- _WORK REQUIRED_
In the rows below, how many lines contain the word "foliage"? Case matters. Give only the number.

- _ENTRIES SUPPLIED_
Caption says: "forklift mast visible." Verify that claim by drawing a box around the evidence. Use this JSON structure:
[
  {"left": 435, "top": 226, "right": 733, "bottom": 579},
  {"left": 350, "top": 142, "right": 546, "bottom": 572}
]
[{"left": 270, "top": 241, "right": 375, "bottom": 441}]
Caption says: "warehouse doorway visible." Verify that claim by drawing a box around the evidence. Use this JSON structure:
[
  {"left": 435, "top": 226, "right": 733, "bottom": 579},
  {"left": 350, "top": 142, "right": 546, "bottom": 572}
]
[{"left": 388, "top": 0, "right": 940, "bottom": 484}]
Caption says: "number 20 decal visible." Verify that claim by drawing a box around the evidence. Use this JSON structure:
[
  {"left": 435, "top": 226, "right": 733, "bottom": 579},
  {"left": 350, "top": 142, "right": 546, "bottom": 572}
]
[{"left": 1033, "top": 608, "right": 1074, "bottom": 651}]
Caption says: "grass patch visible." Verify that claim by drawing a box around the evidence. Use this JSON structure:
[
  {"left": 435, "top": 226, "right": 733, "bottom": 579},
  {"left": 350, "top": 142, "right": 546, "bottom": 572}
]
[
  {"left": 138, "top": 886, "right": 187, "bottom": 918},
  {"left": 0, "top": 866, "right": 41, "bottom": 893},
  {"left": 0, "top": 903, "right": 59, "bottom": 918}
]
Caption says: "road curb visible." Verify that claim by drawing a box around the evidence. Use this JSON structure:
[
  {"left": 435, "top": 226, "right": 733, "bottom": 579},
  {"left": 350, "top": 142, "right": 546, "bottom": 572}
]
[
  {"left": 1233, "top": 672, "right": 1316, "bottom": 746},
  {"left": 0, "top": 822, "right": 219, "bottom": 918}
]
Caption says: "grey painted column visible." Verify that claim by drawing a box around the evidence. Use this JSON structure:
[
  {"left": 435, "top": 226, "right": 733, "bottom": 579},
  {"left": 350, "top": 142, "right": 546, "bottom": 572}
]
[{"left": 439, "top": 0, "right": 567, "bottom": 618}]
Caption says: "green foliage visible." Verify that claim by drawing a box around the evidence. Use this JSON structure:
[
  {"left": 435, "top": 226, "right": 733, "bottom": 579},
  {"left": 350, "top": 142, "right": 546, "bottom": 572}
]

- _RESULT_
1